> [Source text]
━━━━━━━━

The Lore of the Manx
Those with a scientific mind would agree Manx cats lost their tail due to a genetic mutation caused by inbreeding. However, there are other legends that suggest otherwise. Religious folks may believe they were late getting to Noah's Ark and the door got shut on their tails. In another myth, Vikings would take the kittens for good luck (everyone loves kittens, let's be honest.) As a deterrent, the fable suggests mother cats bit off the tails of their babies to make them less desirable. Other lore suggests that Manx cats have some help from magical "little people" to perform sneaky tasks.
The Manx cat is a spunky type who can get into just about anything. They often learn to open cabinets to find whatever it is they are looking for - usually treats. They are also quite loving and make great family cats. Some say a Manx has a personality more similar to a typical dog than a cat - loyal, playful and interactive with their owner or family. They love to stay warm in your lap and cuddle for long periods of time. They get along well with children and other animals. Manx are excellent hunters and are a great help on farms and ships to help with pests - tail or no.
Physical Characteristics: A Manx With a Tail?

━━━━━━━━

> [Information]
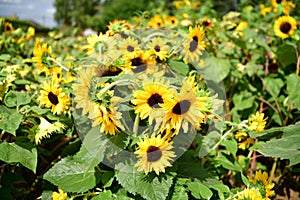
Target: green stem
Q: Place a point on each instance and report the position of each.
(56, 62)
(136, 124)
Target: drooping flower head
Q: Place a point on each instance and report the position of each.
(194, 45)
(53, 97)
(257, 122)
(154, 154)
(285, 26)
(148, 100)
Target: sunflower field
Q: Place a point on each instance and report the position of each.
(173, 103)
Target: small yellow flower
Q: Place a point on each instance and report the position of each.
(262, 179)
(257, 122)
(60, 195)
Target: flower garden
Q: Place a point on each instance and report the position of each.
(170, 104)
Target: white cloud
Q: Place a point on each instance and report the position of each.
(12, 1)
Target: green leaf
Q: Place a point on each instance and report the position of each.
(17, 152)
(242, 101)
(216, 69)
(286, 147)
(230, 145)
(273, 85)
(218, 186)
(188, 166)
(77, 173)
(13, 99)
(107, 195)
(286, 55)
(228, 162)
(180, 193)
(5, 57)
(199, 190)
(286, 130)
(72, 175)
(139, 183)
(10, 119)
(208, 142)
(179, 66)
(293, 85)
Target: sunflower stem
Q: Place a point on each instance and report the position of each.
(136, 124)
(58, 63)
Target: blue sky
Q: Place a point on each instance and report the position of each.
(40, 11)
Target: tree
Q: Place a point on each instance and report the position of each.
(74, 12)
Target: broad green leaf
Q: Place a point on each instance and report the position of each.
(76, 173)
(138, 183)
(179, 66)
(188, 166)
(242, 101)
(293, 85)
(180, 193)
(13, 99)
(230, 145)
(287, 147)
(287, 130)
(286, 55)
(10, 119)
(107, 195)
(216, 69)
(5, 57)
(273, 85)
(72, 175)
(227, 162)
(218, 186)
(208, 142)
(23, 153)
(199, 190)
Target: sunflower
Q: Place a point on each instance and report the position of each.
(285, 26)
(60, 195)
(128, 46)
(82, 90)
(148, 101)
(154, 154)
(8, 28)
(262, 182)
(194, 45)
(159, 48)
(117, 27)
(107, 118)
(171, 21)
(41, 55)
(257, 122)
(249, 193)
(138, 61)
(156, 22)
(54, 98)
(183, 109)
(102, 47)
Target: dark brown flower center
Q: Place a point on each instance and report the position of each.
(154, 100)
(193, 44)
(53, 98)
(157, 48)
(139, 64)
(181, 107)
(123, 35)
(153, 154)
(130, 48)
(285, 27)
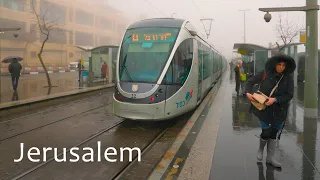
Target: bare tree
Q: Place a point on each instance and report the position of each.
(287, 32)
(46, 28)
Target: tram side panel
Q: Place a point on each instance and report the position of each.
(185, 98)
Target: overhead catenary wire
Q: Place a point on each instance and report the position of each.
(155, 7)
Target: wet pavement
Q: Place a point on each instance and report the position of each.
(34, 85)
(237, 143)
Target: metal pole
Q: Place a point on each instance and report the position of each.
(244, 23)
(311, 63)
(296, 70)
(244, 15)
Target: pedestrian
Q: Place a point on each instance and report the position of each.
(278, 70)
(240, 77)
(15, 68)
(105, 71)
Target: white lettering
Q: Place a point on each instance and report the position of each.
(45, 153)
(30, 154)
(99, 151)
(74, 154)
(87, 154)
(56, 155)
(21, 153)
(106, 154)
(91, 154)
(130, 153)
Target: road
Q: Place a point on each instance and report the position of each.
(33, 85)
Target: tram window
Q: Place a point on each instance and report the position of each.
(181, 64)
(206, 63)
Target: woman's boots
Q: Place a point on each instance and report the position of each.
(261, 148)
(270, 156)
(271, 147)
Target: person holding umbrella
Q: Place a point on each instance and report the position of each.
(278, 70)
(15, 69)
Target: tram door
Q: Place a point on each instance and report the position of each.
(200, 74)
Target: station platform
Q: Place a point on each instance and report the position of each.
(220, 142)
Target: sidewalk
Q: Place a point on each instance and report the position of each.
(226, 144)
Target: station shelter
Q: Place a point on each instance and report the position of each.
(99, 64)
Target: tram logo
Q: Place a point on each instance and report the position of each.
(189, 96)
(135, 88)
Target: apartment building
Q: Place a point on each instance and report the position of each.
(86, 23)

━━━━━━━━

> [The problem] From the text on Manx cats, copy a part word for word, starting at the words "The Lore of" and stopping after "perform sneaky tasks.".

> [Answer to this exercise]
The Lore of the Manx
Those with a scientific mind would agree Manx cats lost their tail due to a genetic mutation caused by inbreeding. However, there are other legends that suggest otherwise. Religious folks may believe they were late getting to Noah's Ark and the door got shut on their tails. In another myth, Vikings would take the kittens for good luck (everyone loves kittens, let's be honest.) As a deterrent, the fable suggests mother cats bit off the tails of their babies to make them less desirable. Other lore suggests that Manx cats have some help from magical "little people" to perform sneaky tasks.